Given text:
((

If you pass this stage they will ask you to perform a demo lecture about a sub-section of the course. Mine went well and I was notified that I got accepted.

So now you got the job and your schedule for the next term will be shot. I expect to have little time for anything else than teaching this term. Trust me, you should not do this for money as you will end up putting far more hours in it than “expected”. If you are really short on cash consider Teaching Assistantships. If you screw up as instructor, you not only have an angry mob of undergrads after you, but you also risk your reputation in the department. Since academic communities are usually small, next time you apply for a faculty or instructor position that will be considered. An angry mob of undergraduates cannot really hurt you as long as you obey university policies and master some martial arts skills ;), but they can be really annoying. To have your peace of mind and be able to look back on an effective term those issues should, however, be avoided in the first place.

The first thing I worried about is, what resources and additional man power I would be getting. The next thing is to get in touch who-ever was instructing and or supporting the course before. The more old material you can get, the less stuff you have to prepare next term. In my case I was very lucky to connect with the previous instructor and lab instructor of the course. Most of the materials were obtained, slides, past exams, quizzes, and lab materials.

Engineering the Wall

•••••••••••••••▼The Wall▼•••••••••••••••
┬┴┬┴┬┴┬┴┬┴┬┴┬┴┬┴┬┴┬┴┬
┴┬┴┬┴┬┴┬┴┬┴┬┴┬┴┬┴┬┴┬┴
┬┴┬┴┬┴┬┴┬┴┬┴┬┴┬┴┬┴┬┴┬
┴┬┴┬┴┬┴┬┴┬┴┬┴┬┴┬┴┬┴┬┴
(by some unknown very geeky ASCII artist)
Since the students have to metaphorically overcome your wall, you need to engineer it in the first place. The design depends on your resources (strength), the students’ experiences (height) and their cultural background (slope & approach) and your objectives.
Most of the findings in this section are a team effort and arose from discussion and high commitment from lab instructor, previous course instructors and TAs.

Thoughts on Wall Strength
I was in the lucky opportunity to get three excellent TAs and an experienced lab instructor. We have three lab sessions of three hours each every other week and weekly tutorials. With the lab you can get the students a deep dive on operating systems and acquiring practical development skills.

Thoughts on Wall Height
Traditionally, and in our case, we let them develop a simple embedded operating system from scratch. Given that they only have less than four months to complete the assignment is (expectedly) challenging. They are software engineers and come with some background in embedded assembly programming and C/C++ programming. Since they are software engineers, I also have no reservations exposing them to the full breath and depth of the operating systems subject.

Learning operating systems is not a mentally challenging task. The algorithms are relatively simple (scheduling, I/O interaction, concurrency) and easy to grasp. Most of the technical material is closely tied to the advances in the hardware community and ends up a lot to learn but is not really mentally challenging.

What is, however, quite challenging is putting the learned material to use in the lab. Therefore, I the course was traditionally worked to make the students make focus a large part of their effort on the project. Given the short lab timeframe, only the basics are covered in the lab.

Passing the lab will not let the students pass the final exam and just learning for the final exam will hardly make them pass the course. Lately the department enforced a minimum 50% weight on the final exam. If it was according to me, I would put much more weight on the project because these skills will certainly pay most of the dividends in their later career. In the past, instructors tried to combine these two areas, to have them evaluate code samples in quizzes/exams as well, which generally dragged the exam average down.

))

Recorded data:
((

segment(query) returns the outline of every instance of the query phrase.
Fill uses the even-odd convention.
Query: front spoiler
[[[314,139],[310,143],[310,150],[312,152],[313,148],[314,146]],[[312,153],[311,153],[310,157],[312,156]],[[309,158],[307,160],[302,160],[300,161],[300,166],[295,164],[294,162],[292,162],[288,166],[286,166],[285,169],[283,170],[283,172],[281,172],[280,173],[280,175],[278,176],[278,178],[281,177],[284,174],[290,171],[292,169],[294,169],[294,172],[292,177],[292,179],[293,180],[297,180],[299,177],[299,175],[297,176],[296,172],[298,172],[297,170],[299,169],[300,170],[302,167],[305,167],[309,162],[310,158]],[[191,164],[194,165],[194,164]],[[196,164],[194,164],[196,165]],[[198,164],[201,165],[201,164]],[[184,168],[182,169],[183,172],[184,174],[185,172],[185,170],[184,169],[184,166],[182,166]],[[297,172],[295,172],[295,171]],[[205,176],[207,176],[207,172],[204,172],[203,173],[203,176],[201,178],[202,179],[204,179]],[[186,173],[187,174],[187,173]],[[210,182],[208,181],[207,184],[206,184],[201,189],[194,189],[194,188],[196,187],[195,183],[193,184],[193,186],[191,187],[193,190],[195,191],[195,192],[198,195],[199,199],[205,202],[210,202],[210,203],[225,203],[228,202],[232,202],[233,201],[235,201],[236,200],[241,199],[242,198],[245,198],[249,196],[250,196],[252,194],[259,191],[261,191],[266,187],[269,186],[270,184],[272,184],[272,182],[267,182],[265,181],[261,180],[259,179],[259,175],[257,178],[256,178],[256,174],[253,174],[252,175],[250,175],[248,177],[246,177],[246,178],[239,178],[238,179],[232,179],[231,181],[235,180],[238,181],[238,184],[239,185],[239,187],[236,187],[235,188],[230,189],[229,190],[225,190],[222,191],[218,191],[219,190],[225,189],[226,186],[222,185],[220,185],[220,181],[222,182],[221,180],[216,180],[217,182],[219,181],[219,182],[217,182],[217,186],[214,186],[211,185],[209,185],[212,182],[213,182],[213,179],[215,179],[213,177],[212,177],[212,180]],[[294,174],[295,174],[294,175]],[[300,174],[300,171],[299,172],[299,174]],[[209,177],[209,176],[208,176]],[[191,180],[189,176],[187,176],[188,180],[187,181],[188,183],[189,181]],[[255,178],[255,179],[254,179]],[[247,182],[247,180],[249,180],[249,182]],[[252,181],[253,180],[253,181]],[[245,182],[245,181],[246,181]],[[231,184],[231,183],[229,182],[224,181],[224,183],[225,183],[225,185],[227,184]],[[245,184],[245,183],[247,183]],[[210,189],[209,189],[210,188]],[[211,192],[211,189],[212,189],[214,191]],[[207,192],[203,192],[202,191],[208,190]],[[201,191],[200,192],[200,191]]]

))

Goal A:
For each statement, say whether it agrees with the teaching post, and quote the words that decide it: (i) The lab sessions take place every week. (ii) The department now requires the final exam to carry at least half of the grade weight. (iii) The students have less than four months to finish the operating system assignment.
Goal B:
According to the teaching post, which course materials were obtained from the previous instructor and lab instructor?
The listing plays no part in what follows.

Exercise output A:
(i) No: "We have three lab sessions of three hours each every other week and weekly tutorials."
(ii) Yes: "Lately the department enforced a minimum 50% weight on the final exam."
(iii) Yes: "Given that they only have less than four months to complete the assignment"

Exercise output B:
Slides, past exams, quizzes, and lab materials.